* **TASK DETAILS**: Present the records from the start through the line containing "Trace every instance of the pink" as a Markdown table with the columns Row and Text. Give each line its own numbered row and leave out blank lines.

* **PROVIDED ENTRIES**:

──────

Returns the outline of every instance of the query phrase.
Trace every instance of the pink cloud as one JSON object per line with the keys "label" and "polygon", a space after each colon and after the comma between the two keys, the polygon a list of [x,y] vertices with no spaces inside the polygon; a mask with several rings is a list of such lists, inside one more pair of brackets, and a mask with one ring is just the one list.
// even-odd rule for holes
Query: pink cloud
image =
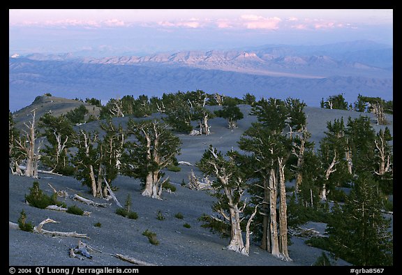
{"label": "pink cloud", "polygon": [[196,29],[202,27],[202,22],[197,19],[190,19],[188,20],[181,20],[178,22],[163,21],[158,22],[158,24],[166,27],[186,27]]}
{"label": "pink cloud", "polygon": [[255,15],[243,15],[240,17],[243,26],[247,29],[278,29],[282,20],[279,17],[264,17]]}
{"label": "pink cloud", "polygon": [[218,20],[216,22],[216,26],[220,29],[228,29],[233,27],[232,23],[228,20]]}

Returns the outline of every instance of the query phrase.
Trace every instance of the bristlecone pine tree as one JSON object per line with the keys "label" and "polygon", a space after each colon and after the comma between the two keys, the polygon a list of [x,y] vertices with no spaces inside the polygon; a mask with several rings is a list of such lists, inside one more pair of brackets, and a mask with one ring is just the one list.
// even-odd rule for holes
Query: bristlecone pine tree
{"label": "bristlecone pine tree", "polygon": [[257,116],[258,122],[253,124],[239,142],[240,149],[251,153],[243,160],[256,180],[248,191],[255,204],[262,204],[256,217],[256,223],[260,225],[254,230],[261,235],[261,247],[284,260],[291,260],[288,251],[285,165],[292,143],[283,133],[289,113],[289,105],[281,100],[271,98],[255,103],[251,114]]}
{"label": "bristlecone pine tree", "polygon": [[20,163],[24,160],[24,151],[20,148],[17,141],[20,131],[15,128],[11,112],[8,111],[8,165],[13,174],[23,175]]}
{"label": "bristlecone pine tree", "polygon": [[110,186],[117,177],[124,142],[122,128],[113,125],[111,120],[101,124],[100,128],[105,132],[103,139],[97,131],[80,130],[75,142],[78,151],[72,160],[77,168],[75,177],[98,198],[107,195],[107,184]]}
{"label": "bristlecone pine tree", "polygon": [[17,150],[22,154],[25,158],[24,175],[37,178],[41,142],[39,142],[38,144],[36,144],[38,133],[36,128],[36,110],[31,111],[31,114],[32,115],[32,121],[29,121],[29,125],[24,124],[25,127],[28,128],[27,131],[22,130],[25,135],[22,137],[20,136],[15,140]]}
{"label": "bristlecone pine tree", "polygon": [[142,195],[160,199],[163,183],[168,179],[162,180],[162,170],[175,163],[180,151],[180,140],[167,124],[158,120],[135,121],[131,119],[126,133],[135,140],[125,144],[124,173],[141,179],[144,184]]}
{"label": "bristlecone pine tree", "polygon": [[48,142],[43,151],[42,163],[50,168],[52,172],[69,174],[68,171],[73,168],[70,165],[68,153],[75,140],[71,122],[64,115],[56,117],[48,113],[39,121],[38,126],[44,129],[43,135]]}
{"label": "bristlecone pine tree", "polygon": [[390,220],[381,211],[378,183],[365,172],[354,184],[345,205],[334,207],[327,224],[331,251],[355,265],[392,265]]}
{"label": "bristlecone pine tree", "polygon": [[[246,218],[244,212],[247,204],[242,198],[247,185],[245,175],[240,170],[236,160],[237,152],[229,151],[228,159],[221,152],[217,152],[211,145],[205,151],[198,163],[198,168],[206,174],[216,178],[211,187],[215,191],[212,194],[218,198],[212,207],[219,217],[203,216],[200,220],[205,222],[203,225],[212,231],[221,231],[230,235],[230,242],[227,248],[230,251],[248,255],[250,247],[250,225],[256,214],[258,205],[254,207],[253,214],[245,225],[246,242],[243,241],[241,221]],[[230,231],[230,233],[228,232]]]}

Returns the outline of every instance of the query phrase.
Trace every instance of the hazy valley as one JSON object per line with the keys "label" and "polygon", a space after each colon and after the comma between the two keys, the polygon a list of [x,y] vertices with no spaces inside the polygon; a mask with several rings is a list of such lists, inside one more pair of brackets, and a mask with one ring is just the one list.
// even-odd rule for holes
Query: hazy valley
{"label": "hazy valley", "polygon": [[265,45],[228,51],[186,51],[144,57],[79,57],[76,54],[9,59],[10,110],[38,94],[103,101],[126,94],[161,96],[201,89],[241,97],[298,98],[318,106],[343,93],[392,98],[392,47],[370,41],[322,46]]}

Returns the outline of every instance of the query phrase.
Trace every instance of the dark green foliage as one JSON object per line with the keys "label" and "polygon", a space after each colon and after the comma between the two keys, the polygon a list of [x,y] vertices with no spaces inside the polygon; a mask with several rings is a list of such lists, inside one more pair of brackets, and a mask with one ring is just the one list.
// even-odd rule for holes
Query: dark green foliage
{"label": "dark green foliage", "polygon": [[297,98],[288,98],[285,101],[288,117],[290,119],[286,122],[294,132],[302,130],[302,126],[307,124],[307,117],[304,113],[304,107],[306,106],[304,102]]}
{"label": "dark green foliage", "polygon": [[130,211],[127,214],[127,218],[131,218],[132,220],[136,220],[137,218],[138,218],[138,214],[137,214],[137,212]]}
{"label": "dark green foliage", "polygon": [[34,207],[44,209],[49,205],[65,207],[63,202],[57,200],[57,194],[56,193],[53,193],[52,196],[45,194],[39,188],[39,182],[37,181],[34,181],[32,187],[29,190],[29,194],[25,195],[25,200],[29,205]]}
{"label": "dark green foliage", "polygon": [[274,133],[281,133],[286,126],[288,109],[283,101],[269,98],[255,103],[251,115],[256,116],[258,122]]}
{"label": "dark green foliage", "polygon": [[253,106],[254,103],[255,103],[255,96],[247,93],[244,96],[243,96],[243,101],[244,104],[248,104],[251,106]]}
{"label": "dark green foliage", "polygon": [[73,124],[77,124],[85,122],[85,114],[88,114],[88,110],[84,104],[82,104],[75,109],[68,112],[66,114],[66,117]]}
{"label": "dark green foliage", "polygon": [[327,251],[331,251],[331,246],[327,237],[312,237],[304,241],[304,243],[309,246],[316,247]]}
{"label": "dark green foliage", "polygon": [[169,171],[172,171],[172,172],[180,172],[181,170],[181,168],[179,166],[175,166],[175,165],[169,165],[168,166],[168,170]]}
{"label": "dark green foliage", "polygon": [[39,119],[38,126],[44,130],[43,135],[48,142],[42,150],[42,163],[54,172],[73,175],[75,169],[70,163],[69,153],[76,133],[71,121],[64,115],[56,117],[45,114]]}
{"label": "dark green foliage", "polygon": [[67,213],[73,214],[74,215],[82,216],[84,215],[84,210],[76,205],[69,207],[66,211]]}
{"label": "dark green foliage", "polygon": [[176,192],[176,186],[172,184],[169,180],[166,181],[166,182],[163,184],[163,187],[164,189],[170,189],[172,192]]}
{"label": "dark green foliage", "polygon": [[126,203],[124,204],[124,208],[127,210],[127,212],[130,212],[130,207],[131,207],[131,196],[130,194],[127,194],[127,198],[126,198]]}
{"label": "dark green foliage", "polygon": [[228,128],[232,129],[237,127],[237,121],[244,118],[244,114],[240,108],[232,100],[225,100],[222,110],[214,112],[216,117],[223,117],[228,121]]}
{"label": "dark green foliage", "polygon": [[322,251],[321,255],[317,258],[317,261],[313,264],[313,266],[327,267],[332,266],[331,261],[327,256],[327,254]]}
{"label": "dark green foliage", "polygon": [[320,105],[325,109],[340,109],[348,110],[348,102],[345,101],[343,94],[336,96],[331,96],[325,101],[324,98],[321,100]]}
{"label": "dark green foliage", "polygon": [[126,218],[136,220],[138,218],[138,214],[137,212],[132,211],[131,210],[131,197],[130,194],[127,194],[127,198],[126,199],[126,203],[124,204],[124,208],[117,208],[116,209],[116,214],[122,216]]}
{"label": "dark green foliage", "polygon": [[154,182],[158,182],[164,176],[162,169],[177,162],[180,140],[158,120],[135,121],[130,119],[127,134],[133,135],[136,141],[124,144],[122,172],[143,183],[148,174],[154,173],[157,175],[157,179],[154,177]]}
{"label": "dark green foliage", "polygon": [[96,99],[95,98],[85,98],[85,103],[88,104],[91,104],[91,105],[96,106],[96,107],[102,107],[102,103],[100,99]]}
{"label": "dark green foliage", "polygon": [[191,228],[191,225],[189,225],[188,223],[186,223],[183,225],[184,227],[185,227],[186,228]]}
{"label": "dark green foliage", "polygon": [[122,216],[124,217],[126,217],[126,216],[127,216],[128,212],[124,208],[117,208],[116,209],[116,214],[118,215]]}
{"label": "dark green foliage", "polygon": [[288,203],[288,225],[290,228],[297,228],[308,221],[327,223],[329,216],[328,205],[325,203],[320,202],[319,206],[315,207],[306,206],[296,202],[295,195]]}
{"label": "dark green foliage", "polygon": [[184,216],[183,214],[182,214],[181,213],[180,213],[180,212],[177,213],[177,214],[174,215],[174,216],[175,216],[176,218],[180,218],[180,219],[184,218]]}
{"label": "dark green foliage", "polygon": [[327,228],[330,251],[356,265],[392,265],[390,220],[382,209],[378,183],[369,172],[359,174],[345,204],[332,209]]}
{"label": "dark green foliage", "polygon": [[13,114],[8,110],[8,165],[13,172],[25,158],[24,152],[17,144],[20,139],[20,130],[15,127]]}
{"label": "dark green foliage", "polygon": [[154,232],[149,231],[147,229],[145,231],[144,231],[142,232],[142,235],[144,236],[146,236],[148,237],[148,241],[151,244],[154,244],[155,246],[157,246],[159,244],[159,241],[158,241],[158,239],[156,239],[156,233],[154,233]]}
{"label": "dark green foliage", "polygon": [[22,210],[20,214],[20,218],[18,218],[18,226],[20,229],[22,231],[32,232],[34,231],[34,225],[31,223],[27,222],[27,214],[25,211]]}
{"label": "dark green foliage", "polygon": [[156,213],[156,219],[159,221],[163,221],[165,218],[165,218],[165,216],[163,216],[162,211],[161,210],[158,210],[158,212]]}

──────

* **SOLUTION FOR THIS EXERCISE**:
| Row | Text |
|---|---|
| 1 | Returns the outline of every instance of the query phrase. |
| 2 | Trace every instance of the pink cloud as one JSON object per line with the keys "label" and "polygon", a space after each colon and after the comma between the two keys, the polygon a list of [x,y] vertices with no spaces inside the polygon; a mask with several rings is a list of such lists, inside one more pair of brackets, and a mask with one ring is just the one list. |